§ **Prompt**: Resume the mailing-list message about shared build dependencies from where it stops.

§ **Text excerpt**:

Review Request: Build-infra M1

David Holmes David.Holmes at oracle.com
Sun Mar 25 04:08:47 UTC 2012


Kelly,

On 24/03/2012 1:16 AM, Kelly O'Hair wrote:
>
> On Mar 22, 2012, at 4:51 PM, David Holmes wrote:
>
>> Not wanting to go too OT here but I see the build-deps server as something
>> to be used at most per machine rather than per developer. We have build
>> servers internally that can be used by dozens of developers and we don't
>> want multiple copies of toolsets. Even in the new build system I would
>> expect to see the toolsets (for cross-compilation) installed on shared NFS
>> mounts for use by these build servers. But at worse I would expect to have
>> one installation per machine.
>
> Unless it is done properly, having multiple developers updating a single
> machine copy of build dependency files could be a disaster.

I don't know what exactly you mean by that but I don't propose that multiple 
developers update anything. I expect multiple developers to _use_ a stable 
(perhaps local) copy of the build tools for the build they are doing. How 
that one copy gets setup is a different issue.

David
-----

Not all developers would be working on source bases
> with the exact same dependencies.
> And NFS mounts create even more complications, creating a network dependence
> and similar update issues.
>
> If you don't have control over these dependencies, every build you do could
> result in different bits, and if the
> build dependencies do need to change, it's important that the individual
> developer knows that they did change,
> and how to back it out or realize why things changed.

§ **Data excerpt**:
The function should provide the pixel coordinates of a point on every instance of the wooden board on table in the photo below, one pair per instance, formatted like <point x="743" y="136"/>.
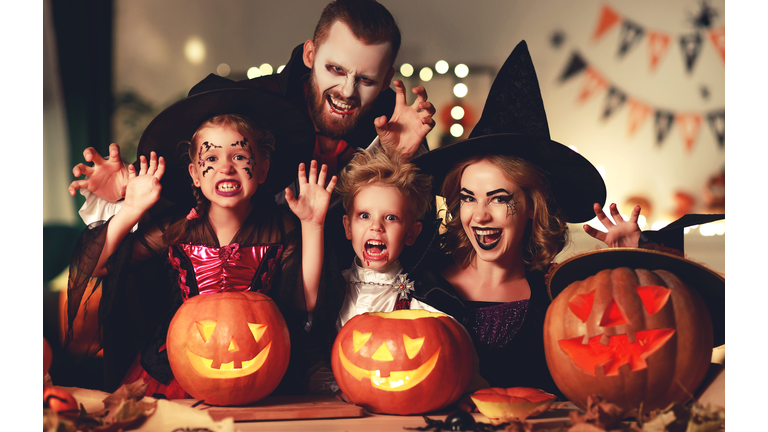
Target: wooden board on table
<point x="282" y="408"/>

§ **Your response**:
>
> It has been my view that local disk space is not an issue on most modern
> systems, and having many copies is
> not a problem if it is managed automatically and not manually, i.e. they
> really are the right copies.
> Having it local and unique to that developer would provide the most
> predictable results, but only if we can get
> the automatic install/update logic reliable.
>
> I'm currently having a great deal of problem with our internal build&test
> system and it's all related to the systems
> changing out from under us all the time. Automatic updates being installed,
> automatic virus definitions changing,
> automatic defragmentation of the disks every week, services that keep other
> services running, and automatic reboots
> for a variety of reasons. Virtual machines also come with mixed blessings,
> it's a complicated world.
> Stability and predictability is hard in an ever changing world. So I'm
> frequently trying to make sure that we
> are dealing with fewer variables and more constants, and if the constants
> need to change, change them carefully.